What is asked.
Copy the lines of the listing below word for word, from the line containing "For each instance of the blurred orange" through the line containing "(1087, 631)", both included.

The input.
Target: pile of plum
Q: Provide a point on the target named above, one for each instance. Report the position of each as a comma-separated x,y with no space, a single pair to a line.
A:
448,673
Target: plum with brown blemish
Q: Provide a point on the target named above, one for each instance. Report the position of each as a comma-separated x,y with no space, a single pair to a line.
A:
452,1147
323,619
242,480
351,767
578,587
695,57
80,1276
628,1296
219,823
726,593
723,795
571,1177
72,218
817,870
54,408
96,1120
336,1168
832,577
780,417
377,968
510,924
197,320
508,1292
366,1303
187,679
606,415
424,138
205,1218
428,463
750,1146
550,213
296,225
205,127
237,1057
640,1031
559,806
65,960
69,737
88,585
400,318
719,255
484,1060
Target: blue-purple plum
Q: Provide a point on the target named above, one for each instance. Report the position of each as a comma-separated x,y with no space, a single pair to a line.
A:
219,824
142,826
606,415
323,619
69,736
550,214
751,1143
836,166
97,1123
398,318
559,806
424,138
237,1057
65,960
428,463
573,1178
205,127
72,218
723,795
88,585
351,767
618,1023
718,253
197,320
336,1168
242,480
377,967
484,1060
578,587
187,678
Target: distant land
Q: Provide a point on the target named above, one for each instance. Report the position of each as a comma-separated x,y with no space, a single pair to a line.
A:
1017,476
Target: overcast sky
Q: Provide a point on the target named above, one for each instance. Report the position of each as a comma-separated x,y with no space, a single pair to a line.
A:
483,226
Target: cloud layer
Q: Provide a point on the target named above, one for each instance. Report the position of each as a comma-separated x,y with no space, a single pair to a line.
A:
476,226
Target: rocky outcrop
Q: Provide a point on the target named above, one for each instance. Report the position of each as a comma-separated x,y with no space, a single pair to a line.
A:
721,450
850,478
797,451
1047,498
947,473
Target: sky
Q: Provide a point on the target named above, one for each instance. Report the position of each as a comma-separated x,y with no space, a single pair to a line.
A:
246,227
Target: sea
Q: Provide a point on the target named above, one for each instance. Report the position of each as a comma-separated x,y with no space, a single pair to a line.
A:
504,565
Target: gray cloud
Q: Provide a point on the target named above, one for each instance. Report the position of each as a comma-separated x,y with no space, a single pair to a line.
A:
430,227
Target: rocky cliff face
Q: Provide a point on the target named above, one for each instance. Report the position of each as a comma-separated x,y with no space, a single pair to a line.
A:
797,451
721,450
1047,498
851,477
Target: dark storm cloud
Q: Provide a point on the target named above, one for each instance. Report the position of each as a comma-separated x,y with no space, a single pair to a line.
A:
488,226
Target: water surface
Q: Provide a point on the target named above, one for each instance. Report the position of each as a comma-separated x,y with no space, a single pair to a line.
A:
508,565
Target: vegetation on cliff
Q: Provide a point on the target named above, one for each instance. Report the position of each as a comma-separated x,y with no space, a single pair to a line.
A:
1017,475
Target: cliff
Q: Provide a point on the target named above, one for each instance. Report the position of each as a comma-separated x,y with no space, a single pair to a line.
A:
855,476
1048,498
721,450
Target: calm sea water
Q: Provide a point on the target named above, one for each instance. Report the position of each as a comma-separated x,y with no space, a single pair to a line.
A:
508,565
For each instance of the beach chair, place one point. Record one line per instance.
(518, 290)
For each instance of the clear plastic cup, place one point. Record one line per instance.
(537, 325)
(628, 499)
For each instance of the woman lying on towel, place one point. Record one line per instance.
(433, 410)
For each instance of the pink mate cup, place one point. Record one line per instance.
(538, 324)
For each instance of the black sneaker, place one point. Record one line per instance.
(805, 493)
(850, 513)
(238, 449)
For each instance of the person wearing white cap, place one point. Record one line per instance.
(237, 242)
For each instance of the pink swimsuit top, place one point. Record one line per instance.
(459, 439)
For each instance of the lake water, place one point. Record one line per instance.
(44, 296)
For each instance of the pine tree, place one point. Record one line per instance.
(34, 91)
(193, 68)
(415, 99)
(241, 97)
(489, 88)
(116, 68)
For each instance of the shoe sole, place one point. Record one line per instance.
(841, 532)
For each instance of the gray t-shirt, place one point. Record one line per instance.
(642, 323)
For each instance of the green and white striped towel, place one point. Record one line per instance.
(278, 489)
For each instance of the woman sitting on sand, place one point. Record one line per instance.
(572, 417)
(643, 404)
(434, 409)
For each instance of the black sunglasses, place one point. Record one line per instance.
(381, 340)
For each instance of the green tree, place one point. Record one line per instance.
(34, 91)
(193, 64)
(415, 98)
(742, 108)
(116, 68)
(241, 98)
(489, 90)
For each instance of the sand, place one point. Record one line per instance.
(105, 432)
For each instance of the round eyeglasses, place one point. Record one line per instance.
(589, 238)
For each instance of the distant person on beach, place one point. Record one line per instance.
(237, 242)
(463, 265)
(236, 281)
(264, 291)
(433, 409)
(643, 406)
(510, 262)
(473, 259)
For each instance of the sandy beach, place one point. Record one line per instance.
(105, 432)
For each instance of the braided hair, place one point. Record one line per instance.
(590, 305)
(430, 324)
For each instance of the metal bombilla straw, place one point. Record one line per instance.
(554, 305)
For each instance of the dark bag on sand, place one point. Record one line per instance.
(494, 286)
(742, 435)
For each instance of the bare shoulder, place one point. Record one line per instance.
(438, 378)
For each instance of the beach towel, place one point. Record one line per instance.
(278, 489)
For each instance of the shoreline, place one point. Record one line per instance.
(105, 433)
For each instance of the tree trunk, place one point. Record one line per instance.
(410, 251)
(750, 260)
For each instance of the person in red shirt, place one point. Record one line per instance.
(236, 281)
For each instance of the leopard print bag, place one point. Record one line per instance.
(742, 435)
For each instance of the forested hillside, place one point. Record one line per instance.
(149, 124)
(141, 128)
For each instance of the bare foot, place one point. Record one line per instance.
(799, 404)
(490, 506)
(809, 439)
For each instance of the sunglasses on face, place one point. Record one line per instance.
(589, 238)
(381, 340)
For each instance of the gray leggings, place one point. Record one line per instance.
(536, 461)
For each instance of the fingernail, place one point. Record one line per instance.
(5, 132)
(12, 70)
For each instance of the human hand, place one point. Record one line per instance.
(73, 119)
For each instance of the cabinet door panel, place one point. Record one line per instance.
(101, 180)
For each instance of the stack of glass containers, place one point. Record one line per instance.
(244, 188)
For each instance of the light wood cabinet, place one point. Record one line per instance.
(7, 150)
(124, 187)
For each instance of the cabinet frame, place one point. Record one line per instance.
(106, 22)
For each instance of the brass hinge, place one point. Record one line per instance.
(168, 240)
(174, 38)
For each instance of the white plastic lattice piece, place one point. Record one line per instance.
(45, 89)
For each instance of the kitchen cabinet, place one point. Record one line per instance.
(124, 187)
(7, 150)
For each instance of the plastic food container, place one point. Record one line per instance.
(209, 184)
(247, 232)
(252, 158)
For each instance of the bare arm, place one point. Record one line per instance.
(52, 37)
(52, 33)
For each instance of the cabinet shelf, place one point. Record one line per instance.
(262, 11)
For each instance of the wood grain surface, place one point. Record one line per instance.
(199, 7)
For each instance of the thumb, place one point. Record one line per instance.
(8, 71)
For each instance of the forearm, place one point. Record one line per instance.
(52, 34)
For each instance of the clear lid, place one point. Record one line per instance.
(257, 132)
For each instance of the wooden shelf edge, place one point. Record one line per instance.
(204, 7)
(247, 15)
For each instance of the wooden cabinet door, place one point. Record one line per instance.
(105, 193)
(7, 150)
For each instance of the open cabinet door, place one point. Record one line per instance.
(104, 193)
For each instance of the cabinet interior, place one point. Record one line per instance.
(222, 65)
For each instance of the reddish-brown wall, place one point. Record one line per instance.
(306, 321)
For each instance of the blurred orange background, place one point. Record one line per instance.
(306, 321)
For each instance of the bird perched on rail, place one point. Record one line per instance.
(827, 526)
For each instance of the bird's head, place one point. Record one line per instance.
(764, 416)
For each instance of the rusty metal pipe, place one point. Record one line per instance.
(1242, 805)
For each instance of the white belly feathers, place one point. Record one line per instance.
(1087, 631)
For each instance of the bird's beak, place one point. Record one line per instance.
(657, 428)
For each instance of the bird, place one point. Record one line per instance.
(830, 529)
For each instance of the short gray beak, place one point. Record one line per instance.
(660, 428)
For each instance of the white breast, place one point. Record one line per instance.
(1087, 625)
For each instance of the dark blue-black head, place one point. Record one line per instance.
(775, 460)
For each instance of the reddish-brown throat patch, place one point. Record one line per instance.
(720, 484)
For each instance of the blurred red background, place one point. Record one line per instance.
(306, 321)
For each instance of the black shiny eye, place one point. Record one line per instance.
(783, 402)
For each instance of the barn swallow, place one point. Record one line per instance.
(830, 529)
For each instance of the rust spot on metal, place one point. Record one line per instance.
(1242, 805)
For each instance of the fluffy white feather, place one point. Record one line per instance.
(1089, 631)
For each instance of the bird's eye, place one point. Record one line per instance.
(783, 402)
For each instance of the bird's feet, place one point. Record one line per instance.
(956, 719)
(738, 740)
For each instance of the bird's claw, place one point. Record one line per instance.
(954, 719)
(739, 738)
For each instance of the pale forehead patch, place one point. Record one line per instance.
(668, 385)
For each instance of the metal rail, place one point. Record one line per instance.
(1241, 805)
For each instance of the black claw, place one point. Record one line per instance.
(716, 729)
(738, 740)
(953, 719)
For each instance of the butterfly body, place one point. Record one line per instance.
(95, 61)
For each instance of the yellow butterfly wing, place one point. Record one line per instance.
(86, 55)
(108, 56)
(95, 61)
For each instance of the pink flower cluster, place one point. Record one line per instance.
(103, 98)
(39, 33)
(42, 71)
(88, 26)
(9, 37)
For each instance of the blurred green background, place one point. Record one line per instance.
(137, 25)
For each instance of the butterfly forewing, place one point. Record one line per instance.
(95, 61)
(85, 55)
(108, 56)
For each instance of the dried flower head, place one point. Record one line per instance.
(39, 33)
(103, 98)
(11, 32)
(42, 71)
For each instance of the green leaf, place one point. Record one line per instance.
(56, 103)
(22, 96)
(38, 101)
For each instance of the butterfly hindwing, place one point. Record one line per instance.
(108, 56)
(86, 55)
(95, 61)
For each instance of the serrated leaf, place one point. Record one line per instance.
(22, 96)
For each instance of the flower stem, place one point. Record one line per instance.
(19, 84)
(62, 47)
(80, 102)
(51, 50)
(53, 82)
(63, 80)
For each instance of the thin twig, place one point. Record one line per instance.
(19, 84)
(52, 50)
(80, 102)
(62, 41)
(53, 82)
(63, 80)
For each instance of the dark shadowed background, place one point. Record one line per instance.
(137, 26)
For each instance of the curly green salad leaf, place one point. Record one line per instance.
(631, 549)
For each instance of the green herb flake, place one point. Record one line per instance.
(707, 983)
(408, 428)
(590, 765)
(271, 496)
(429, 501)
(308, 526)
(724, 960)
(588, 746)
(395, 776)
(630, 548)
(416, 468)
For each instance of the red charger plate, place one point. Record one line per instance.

The completed task.
For each instance of the blurred orange background, place one point. Record one line per instance.
(306, 321)
For each instance of the bird perched on rail, place one point. Record one line per instance.
(827, 526)
For each instance of the bird's head, place one point. Record one line per instance.
(764, 416)
For each instance of the rusty metal pipe, place one point. Record one line per instance.
(1242, 805)
For each instance of the white belly feathers, place one point. Record one line per instance.
(1087, 631)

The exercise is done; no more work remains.